Start of Supplied records

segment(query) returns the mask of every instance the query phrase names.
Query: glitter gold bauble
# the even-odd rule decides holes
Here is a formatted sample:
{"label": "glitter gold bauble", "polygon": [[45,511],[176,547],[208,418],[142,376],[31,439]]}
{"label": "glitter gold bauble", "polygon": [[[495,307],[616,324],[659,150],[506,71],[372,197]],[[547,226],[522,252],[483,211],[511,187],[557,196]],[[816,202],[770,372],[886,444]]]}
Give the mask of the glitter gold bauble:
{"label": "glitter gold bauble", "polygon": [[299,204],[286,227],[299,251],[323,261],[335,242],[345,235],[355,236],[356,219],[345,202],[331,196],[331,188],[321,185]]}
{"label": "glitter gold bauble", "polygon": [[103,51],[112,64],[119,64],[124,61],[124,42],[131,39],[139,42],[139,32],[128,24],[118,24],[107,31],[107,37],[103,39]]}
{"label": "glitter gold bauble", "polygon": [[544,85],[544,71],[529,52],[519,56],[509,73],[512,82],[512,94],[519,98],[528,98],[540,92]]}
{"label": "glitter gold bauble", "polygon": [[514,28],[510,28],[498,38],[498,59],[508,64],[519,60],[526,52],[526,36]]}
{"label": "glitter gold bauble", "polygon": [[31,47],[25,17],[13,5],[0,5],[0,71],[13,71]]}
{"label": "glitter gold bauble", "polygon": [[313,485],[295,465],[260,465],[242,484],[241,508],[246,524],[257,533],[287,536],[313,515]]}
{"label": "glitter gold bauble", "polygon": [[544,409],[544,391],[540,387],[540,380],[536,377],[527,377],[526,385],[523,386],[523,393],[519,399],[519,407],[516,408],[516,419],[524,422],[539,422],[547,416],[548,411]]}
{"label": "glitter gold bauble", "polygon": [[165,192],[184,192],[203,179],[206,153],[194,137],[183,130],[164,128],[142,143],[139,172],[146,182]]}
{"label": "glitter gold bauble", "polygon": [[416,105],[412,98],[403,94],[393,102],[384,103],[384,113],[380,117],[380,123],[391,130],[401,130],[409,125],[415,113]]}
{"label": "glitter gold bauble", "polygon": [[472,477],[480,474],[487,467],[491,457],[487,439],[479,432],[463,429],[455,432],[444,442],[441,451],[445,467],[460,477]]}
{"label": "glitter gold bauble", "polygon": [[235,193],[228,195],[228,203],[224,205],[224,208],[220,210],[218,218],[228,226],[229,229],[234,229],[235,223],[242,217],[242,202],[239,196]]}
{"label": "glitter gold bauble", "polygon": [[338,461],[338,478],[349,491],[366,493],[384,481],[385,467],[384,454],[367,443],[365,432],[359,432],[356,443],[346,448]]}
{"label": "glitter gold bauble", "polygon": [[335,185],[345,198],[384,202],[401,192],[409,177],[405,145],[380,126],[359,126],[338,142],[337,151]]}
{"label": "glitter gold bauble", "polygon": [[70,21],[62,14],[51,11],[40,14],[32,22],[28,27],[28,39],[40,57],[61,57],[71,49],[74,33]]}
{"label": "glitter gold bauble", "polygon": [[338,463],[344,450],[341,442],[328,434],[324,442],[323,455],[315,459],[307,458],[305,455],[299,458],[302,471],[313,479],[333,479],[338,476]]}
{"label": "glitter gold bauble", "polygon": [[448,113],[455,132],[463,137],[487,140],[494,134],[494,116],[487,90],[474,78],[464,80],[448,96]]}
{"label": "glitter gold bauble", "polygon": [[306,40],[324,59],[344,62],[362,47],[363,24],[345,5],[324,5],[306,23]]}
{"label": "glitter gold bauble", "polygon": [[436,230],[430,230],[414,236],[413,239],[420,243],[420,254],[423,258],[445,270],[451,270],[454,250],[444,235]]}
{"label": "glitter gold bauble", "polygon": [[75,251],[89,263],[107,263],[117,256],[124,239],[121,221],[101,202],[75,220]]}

End of Supplied records

= Exercise =
Each line of the data is to be restated exactly.

= Solution to this problem =
segment(query) returns the mask of every instance the query phrase names.
Query: glitter gold bauble
# the even-odd rule decides holes
Here is a formatted sample:
{"label": "glitter gold bauble", "polygon": [[45,511],[176,547],[208,418],[142,376],[31,439]]}
{"label": "glitter gold bauble", "polygon": [[[495,307],[616,324],[659,150],[506,71],[372,197]],[[547,226],[522,252],[483,211],[511,187],[557,196]],[[816,202],[770,372],[886,444]]]}
Give the mask of the glitter gold bauble:
{"label": "glitter gold bauble", "polygon": [[299,204],[286,227],[299,251],[323,261],[335,242],[345,235],[355,236],[356,219],[345,202],[331,196],[331,188],[321,185]]}
{"label": "glitter gold bauble", "polygon": [[103,51],[112,64],[119,64],[124,61],[124,42],[131,39],[139,42],[139,32],[128,24],[118,24],[107,31],[107,37],[103,39]]}
{"label": "glitter gold bauble", "polygon": [[544,85],[544,71],[529,52],[519,56],[509,73],[512,82],[512,94],[519,98],[528,98],[540,92]]}
{"label": "glitter gold bauble", "polygon": [[514,28],[510,28],[498,38],[498,59],[508,64],[519,60],[526,52],[526,36]]}
{"label": "glitter gold bauble", "polygon": [[31,47],[25,17],[13,5],[0,5],[0,71],[13,71]]}
{"label": "glitter gold bauble", "polygon": [[313,485],[295,465],[260,465],[242,484],[241,508],[246,524],[257,533],[287,536],[313,515]]}
{"label": "glitter gold bauble", "polygon": [[544,409],[544,391],[540,387],[540,380],[536,377],[527,377],[526,385],[523,386],[523,393],[519,399],[519,407],[516,408],[516,419],[524,422],[539,422],[547,416],[548,411]]}
{"label": "glitter gold bauble", "polygon": [[165,192],[184,192],[203,179],[206,153],[194,137],[183,130],[164,128],[142,143],[139,172],[146,182]]}
{"label": "glitter gold bauble", "polygon": [[416,105],[412,98],[403,94],[393,102],[384,103],[384,113],[380,117],[380,123],[391,130],[401,130],[409,125],[415,113]]}
{"label": "glitter gold bauble", "polygon": [[472,477],[480,474],[487,467],[491,457],[487,439],[479,432],[463,429],[455,432],[444,442],[441,451],[445,467],[460,477]]}
{"label": "glitter gold bauble", "polygon": [[235,193],[228,195],[228,203],[224,205],[224,208],[220,210],[218,218],[228,226],[229,229],[234,229],[235,223],[242,217],[242,202],[239,196]]}
{"label": "glitter gold bauble", "polygon": [[338,461],[338,478],[349,491],[366,493],[384,481],[385,467],[384,454],[367,443],[365,432],[359,432],[356,443],[346,448]]}
{"label": "glitter gold bauble", "polygon": [[335,185],[345,198],[384,202],[401,192],[409,177],[405,145],[380,126],[359,126],[338,142],[337,151]]}
{"label": "glitter gold bauble", "polygon": [[70,21],[62,14],[51,11],[40,14],[32,22],[28,27],[28,39],[40,57],[61,57],[71,49],[74,33]]}
{"label": "glitter gold bauble", "polygon": [[338,463],[344,450],[341,442],[328,434],[324,442],[323,455],[315,459],[307,458],[305,455],[299,458],[302,471],[313,479],[333,479],[338,476]]}
{"label": "glitter gold bauble", "polygon": [[448,113],[455,132],[463,137],[487,140],[494,134],[494,116],[487,90],[474,78],[464,80],[448,96]]}
{"label": "glitter gold bauble", "polygon": [[306,40],[324,59],[344,62],[362,47],[363,24],[345,5],[324,5],[306,23]]}
{"label": "glitter gold bauble", "polygon": [[436,230],[430,230],[414,236],[413,239],[420,243],[420,254],[423,258],[445,270],[451,270],[454,250],[444,235]]}
{"label": "glitter gold bauble", "polygon": [[75,251],[89,263],[107,263],[117,256],[124,239],[121,221],[101,202],[75,220]]}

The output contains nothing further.